> **Exercise material**:
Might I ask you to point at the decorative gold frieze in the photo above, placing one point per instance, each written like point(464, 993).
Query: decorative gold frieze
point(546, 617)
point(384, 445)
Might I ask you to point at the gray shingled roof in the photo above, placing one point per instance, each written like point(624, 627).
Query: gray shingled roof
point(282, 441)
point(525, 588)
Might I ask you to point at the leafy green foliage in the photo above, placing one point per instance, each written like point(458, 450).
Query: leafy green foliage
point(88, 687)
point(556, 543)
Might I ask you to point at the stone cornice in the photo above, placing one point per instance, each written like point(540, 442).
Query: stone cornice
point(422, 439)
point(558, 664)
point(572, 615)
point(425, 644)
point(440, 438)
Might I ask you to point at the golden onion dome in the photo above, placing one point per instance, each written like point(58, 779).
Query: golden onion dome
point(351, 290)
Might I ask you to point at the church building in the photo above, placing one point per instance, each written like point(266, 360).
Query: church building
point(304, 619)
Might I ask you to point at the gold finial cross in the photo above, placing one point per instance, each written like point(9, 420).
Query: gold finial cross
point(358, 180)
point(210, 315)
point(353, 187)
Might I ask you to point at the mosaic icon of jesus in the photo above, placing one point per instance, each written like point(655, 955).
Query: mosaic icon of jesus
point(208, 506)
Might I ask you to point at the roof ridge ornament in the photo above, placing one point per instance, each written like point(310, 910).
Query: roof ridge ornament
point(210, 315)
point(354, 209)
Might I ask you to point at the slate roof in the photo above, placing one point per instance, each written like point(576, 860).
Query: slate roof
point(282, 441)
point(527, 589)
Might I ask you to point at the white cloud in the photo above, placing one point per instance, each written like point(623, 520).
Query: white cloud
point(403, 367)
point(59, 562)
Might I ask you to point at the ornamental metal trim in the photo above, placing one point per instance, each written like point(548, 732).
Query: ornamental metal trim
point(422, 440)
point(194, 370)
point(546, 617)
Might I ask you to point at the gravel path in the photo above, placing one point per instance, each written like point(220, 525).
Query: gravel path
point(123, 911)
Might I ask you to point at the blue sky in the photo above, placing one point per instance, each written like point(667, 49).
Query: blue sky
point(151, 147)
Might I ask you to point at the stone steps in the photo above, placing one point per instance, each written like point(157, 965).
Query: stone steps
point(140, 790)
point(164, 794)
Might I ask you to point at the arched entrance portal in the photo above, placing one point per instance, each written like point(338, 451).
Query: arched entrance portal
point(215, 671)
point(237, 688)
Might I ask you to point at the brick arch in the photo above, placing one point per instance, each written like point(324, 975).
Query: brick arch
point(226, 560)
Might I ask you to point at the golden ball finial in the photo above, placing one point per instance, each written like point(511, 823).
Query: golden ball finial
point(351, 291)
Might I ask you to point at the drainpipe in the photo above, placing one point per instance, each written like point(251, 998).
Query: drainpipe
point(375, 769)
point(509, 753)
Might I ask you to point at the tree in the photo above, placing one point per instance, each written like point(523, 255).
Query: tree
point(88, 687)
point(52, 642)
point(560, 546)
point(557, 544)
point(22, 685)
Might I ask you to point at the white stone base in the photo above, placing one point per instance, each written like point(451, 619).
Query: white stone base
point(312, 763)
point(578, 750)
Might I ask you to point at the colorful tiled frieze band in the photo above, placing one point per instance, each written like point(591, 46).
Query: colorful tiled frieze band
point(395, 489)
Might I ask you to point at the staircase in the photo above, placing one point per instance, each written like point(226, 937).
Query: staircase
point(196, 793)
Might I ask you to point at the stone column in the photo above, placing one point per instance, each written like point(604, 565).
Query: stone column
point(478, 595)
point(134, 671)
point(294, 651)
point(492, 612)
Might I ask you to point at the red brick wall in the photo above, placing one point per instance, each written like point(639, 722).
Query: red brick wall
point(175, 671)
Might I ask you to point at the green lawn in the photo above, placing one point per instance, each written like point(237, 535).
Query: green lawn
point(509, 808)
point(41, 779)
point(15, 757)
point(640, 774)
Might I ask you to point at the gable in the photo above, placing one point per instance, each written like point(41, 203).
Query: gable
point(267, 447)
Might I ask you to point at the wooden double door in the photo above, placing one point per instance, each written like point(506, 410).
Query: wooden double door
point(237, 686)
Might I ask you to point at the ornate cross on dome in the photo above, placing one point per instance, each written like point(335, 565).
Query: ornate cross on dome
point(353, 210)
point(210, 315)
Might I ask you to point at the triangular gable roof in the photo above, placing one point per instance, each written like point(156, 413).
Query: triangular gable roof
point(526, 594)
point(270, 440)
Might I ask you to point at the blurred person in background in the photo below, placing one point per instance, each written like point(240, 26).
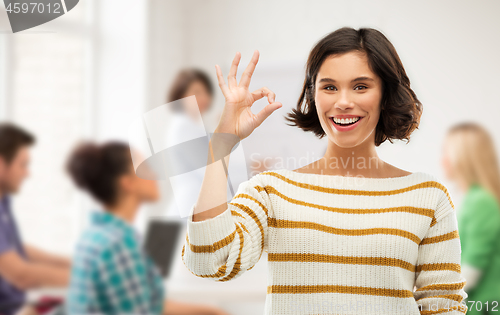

> **What to produce**: Could you lay out every line of the data above as a Markdown table with the columns Row and Text, numbering each row and skipping blank lines? Leave the pictures out of the table.

> **Exercise response**:
| Row | Text |
|---|---|
| 1 | Might I ask you to point at the decorative gold frieze in the photo above, placing one point per instance, each written like point(464, 993). |
| 2 | Query: decorative gold frieze |
| 3 | point(546, 617) |
| 4 | point(384, 445) |
| 5 | Might I ask you to point at the gray shingled roof in the photo above, placing one point per instance, each written like point(624, 627). |
| 6 | Query: gray shingled roof |
| 7 | point(282, 441) |
| 8 | point(525, 588) |
| 9 | Might I ask you to point at the leafy green foliage in the photo above, placing one point per instance, each written like point(458, 450). |
| 10 | Query: leafy green foliage |
| 11 | point(88, 687) |
| 12 | point(556, 543) |
| 13 | Might I ask you to point at the stone cornice in the photo above, placing one point per instance, each written like point(540, 442). |
| 14 | Query: stone cornice |
| 15 | point(422, 439) |
| 16 | point(558, 664) |
| 17 | point(572, 615) |
| 18 | point(425, 644) |
| 19 | point(440, 438) |
| 20 | Might I ask you to point at the golden onion dome in the photo above, placing one point per instance, each written like point(58, 779). |
| 21 | Query: golden onion dome |
| 22 | point(351, 290) |
| 23 | Might I ask you to point at the church building in the photo above, placing one point per instance, each written like point(266, 360). |
| 24 | Query: church building |
| 25 | point(304, 619) |
| 26 | Might I ask you to point at the gold finial cross in the photo above, placing one point per instance, each written like point(9, 420). |
| 27 | Query: gold finial cross |
| 28 | point(358, 180) |
| 29 | point(210, 315) |
| 30 | point(353, 187) |
| 31 | Might I ask you to point at the mosaic icon of jesus in the photo above, placing one point per instance, each written like point(655, 955). |
| 32 | Query: mosaic icon of jesus |
| 33 | point(208, 506) |
| 34 | Might I ask you to point at the roof ridge ornament in the photo above, placing one point per instance, each written like point(310, 910). |
| 35 | Query: roof ridge ornament |
| 36 | point(210, 315) |
| 37 | point(354, 209) |
| 38 | Might I ask you to point at the slate roof in the photo above, placing one point per instance, each written like point(576, 860). |
| 39 | Query: slate roof |
| 40 | point(282, 441) |
| 41 | point(527, 589) |
| 42 | Might I ask you to point at the white cloud in the photo above, placing one point per instance, each written like point(623, 520). |
| 43 | Query: white cloud |
| 44 | point(403, 367) |
| 45 | point(59, 562) |
| 46 | Might I ask you to point at the ornamental metal trim in the photo above, placing one point per instance, each written like point(548, 732). |
| 47 | Query: ornamental metal trim |
| 48 | point(422, 440) |
| 49 | point(194, 370) |
| 50 | point(546, 617) |
| 51 | Might I ask you to point at the gravel path in the photo above, placing one point per instance, each written like point(220, 525). |
| 52 | Query: gravel path |
| 53 | point(123, 911) |
| 54 | Might I ask you to point at the blue sky in the photo above, placing one point per instance, each written like point(667, 49). |
| 55 | Query: blue sky |
| 56 | point(151, 147) |
| 57 | Might I ask you to point at the stone steps in the photo above, placing one point per instance, each written like point(157, 965). |
| 58 | Query: stone steps |
| 59 | point(140, 790) |
| 60 | point(164, 794) |
| 61 | Might I ask you to point at the arched entrance portal in the photo above, placing one point per instance, each written like point(338, 451). |
| 62 | Query: arched entrance portal |
| 63 | point(215, 671) |
| 64 | point(237, 688) |
| 65 | Might I ask you to point at the brick arch in the photo above, placing one point per instance, each written like point(324, 975). |
| 66 | Query: brick arch |
| 67 | point(226, 560) |
| 68 | Might I ask you to point at the golden ball finial in the photo above, placing one point per instance, each written like point(511, 823). |
| 69 | Query: golden ball finial |
| 70 | point(351, 291) |
| 71 | Might I ask you to point at the drainpipe in the photo above, placing one point per instance, each written like point(251, 998). |
| 72 | Query: drainpipe |
| 73 | point(375, 769) |
| 74 | point(509, 753) |
| 75 | Might I ask you to point at the tree in the photo above, placing one point per instance, each written like point(523, 255). |
| 76 | Query: tree |
| 77 | point(88, 687) |
| 78 | point(52, 642) |
| 79 | point(560, 546) |
| 80 | point(557, 544) |
| 81 | point(22, 685) |
| 82 | Might I ask you to point at the white stone base in the photo above, placing one point per instance, each written like point(451, 619). |
| 83 | Query: white stone base |
| 84 | point(312, 763) |
| 85 | point(578, 750) |
| 86 | Might I ask you to point at the colorful tiled frieze band in the photo above, placing one point per instance, each written like point(591, 46). |
| 87 | Query: colorful tiled frieze band |
| 88 | point(395, 489) |
| 89 | Might I ask you to point at the staircase in the photo above, placing one point per instance, each written like point(226, 937). |
| 90 | Query: staircase |
| 91 | point(196, 793) |
| 92 | Might I ask you to point at the stone column in the photo above, placing one point per instance, each written like point(604, 565). |
| 93 | Query: stone column |
| 94 | point(478, 595) |
| 95 | point(134, 671) |
| 96 | point(294, 651) |
| 97 | point(492, 612) |
| 98 | Might I ask you to point at the red brick wall in the photo above, placing one point per instance, each written like point(639, 722). |
| 99 | Query: red brick wall |
| 100 | point(175, 671) |
| 101 | Might I ask you to point at the green lawn in the photo above, placing one point per instance, each written like point(237, 535). |
| 102 | Query: green lawn |
| 103 | point(509, 808) |
| 104 | point(41, 779) |
| 105 | point(15, 757) |
| 106 | point(640, 774) |
| 107 | Might I ask you to point at the gable in the photo above, placing one point per instance, each written like point(41, 203). |
| 108 | Query: gable |
| 109 | point(267, 447) |
| 110 | Might I ask you to point at the wooden double door in the photo above, placing one point per instance, each written like point(506, 410). |
| 111 | Query: wooden double door |
| 112 | point(237, 686) |
| 113 | Might I ask you to point at the ornate cross on dome in the photo above, placing one point per instance, each written like point(335, 565). |
| 114 | Query: ornate cross on dome |
| 115 | point(353, 210) |
| 116 | point(210, 315) |
| 117 | Might I ask you to point at the triangular gable roof in the photo above, placing one point per instance, each written like point(156, 413). |
| 118 | Query: triangular gable roof |
| 119 | point(526, 594) |
| 120 | point(270, 440) |
| 121 | Might I ask you to point at the blurred person in background in the photo below, placing one point per instance, each written like point(240, 26). |